══ Input records ══

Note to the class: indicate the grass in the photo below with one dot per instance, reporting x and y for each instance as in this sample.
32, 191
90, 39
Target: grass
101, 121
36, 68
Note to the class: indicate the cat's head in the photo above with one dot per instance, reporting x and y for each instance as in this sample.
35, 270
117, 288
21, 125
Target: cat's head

═══

■ Exercise description ■
Copy out, character for character, the stretch from the line containing "Note to the class: indicate the cat's" through the last line of the items above.

■ Exercise response ■
Note to the class: indicate the cat's head in the photo above with one dot per instance, reporting x and y for each instance as in this sample.
35, 270
117, 288
21, 125
Target: cat's head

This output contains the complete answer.